Source records

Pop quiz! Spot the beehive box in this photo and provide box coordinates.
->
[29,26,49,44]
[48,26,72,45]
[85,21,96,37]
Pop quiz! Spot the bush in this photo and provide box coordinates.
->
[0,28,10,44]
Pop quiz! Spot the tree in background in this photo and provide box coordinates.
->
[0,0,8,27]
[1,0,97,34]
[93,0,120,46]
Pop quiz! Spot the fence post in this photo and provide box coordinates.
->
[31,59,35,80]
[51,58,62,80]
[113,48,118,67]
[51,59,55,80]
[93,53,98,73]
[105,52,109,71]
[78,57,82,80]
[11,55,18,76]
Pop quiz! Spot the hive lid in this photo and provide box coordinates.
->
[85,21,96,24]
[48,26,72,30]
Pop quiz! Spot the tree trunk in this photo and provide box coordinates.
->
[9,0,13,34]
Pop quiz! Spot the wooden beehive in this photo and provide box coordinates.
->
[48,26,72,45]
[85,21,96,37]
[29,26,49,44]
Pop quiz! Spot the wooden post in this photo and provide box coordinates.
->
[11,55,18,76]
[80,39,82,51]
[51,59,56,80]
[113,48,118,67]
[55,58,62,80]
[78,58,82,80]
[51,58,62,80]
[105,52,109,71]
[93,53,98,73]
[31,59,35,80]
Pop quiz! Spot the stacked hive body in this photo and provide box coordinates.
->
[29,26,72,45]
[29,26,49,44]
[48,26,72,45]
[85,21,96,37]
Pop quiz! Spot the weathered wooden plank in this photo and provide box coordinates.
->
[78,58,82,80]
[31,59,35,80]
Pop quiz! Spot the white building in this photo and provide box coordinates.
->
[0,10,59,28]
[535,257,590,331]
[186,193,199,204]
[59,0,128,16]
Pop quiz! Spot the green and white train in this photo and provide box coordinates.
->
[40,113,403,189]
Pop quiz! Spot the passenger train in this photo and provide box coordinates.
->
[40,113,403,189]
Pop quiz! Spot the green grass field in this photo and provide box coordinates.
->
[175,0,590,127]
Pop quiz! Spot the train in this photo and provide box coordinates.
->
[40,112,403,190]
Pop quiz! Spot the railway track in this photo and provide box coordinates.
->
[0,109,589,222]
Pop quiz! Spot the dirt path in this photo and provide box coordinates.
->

Work required:
Could you retype every line of the material above, character for character?

The answer:
Pop quiz! Spot the beehive box in this photo and provide box coordinates.
->
[29,26,49,44]
[48,26,72,45]
[85,21,96,37]
Pop quiz! Spot the bush in this photo and provide box coordinates.
->
[0,28,10,44]
Pop quiz! Spot the tree in background in this photo and provide box coordinates.
->
[0,0,8,27]
[1,0,97,34]
[93,0,120,46]
Pop quiz! Spot the fence post in this photo and provide box coordinates.
->
[31,59,35,80]
[51,58,62,80]
[113,48,118,67]
[51,59,55,80]
[93,53,98,73]
[105,52,109,71]
[78,57,82,80]
[11,55,18,76]
Pop quiz! Spot the hive lid in this photo and provide box coordinates.
->
[85,21,96,24]
[48,26,72,30]
Pop quiz! Spot the tree trunk in this photo and provide box coordinates.
->
[9,0,13,34]
Pop quiz! Spot the wooden beehive in this photo and provide box coordinates.
->
[48,26,72,45]
[85,21,96,37]
[29,26,49,44]
Pop quiz! Spot the wooden post in this photo and provide box coordinates.
->
[11,55,18,76]
[80,39,82,51]
[51,59,56,80]
[113,48,118,67]
[55,58,62,80]
[78,58,82,80]
[51,58,62,80]
[105,52,109,71]
[93,53,98,73]
[31,59,35,80]
Pop quiz! Spot the stacked hive body in this photo and provide box coordinates.
->
[29,26,72,45]
[29,26,49,44]
[48,26,72,45]
[85,21,96,37]
Pop quiz! Spot the weathered wooden plank in this photo and provide box coordinates.
->
[78,58,82,80]
[31,59,35,80]
Pop quiz! Spot the white building in this photo and provide box coordinates.
->
[0,10,59,28]
[535,257,590,331]
[186,193,199,204]
[59,0,128,16]
Pop quiz! Spot the green and white train in this photo and provide box coordinates.
->
[40,113,403,189]
Pop quiz! Spot the passenger train in this photo and provide box coordinates.
->
[40,113,403,189]
Pop quiz! Spot the green grass field in this photo and provide box coordinates.
->
[175,0,590,127]
Pop quiz! Spot the train in this photo and provide box coordinates.
->
[40,112,403,190]
Pop quiz! Spot the railway track in this photo and provide box coordinates.
->
[0,109,589,222]
Pop quiz! Spot the dirt path in this photo and provide box coordinates.
->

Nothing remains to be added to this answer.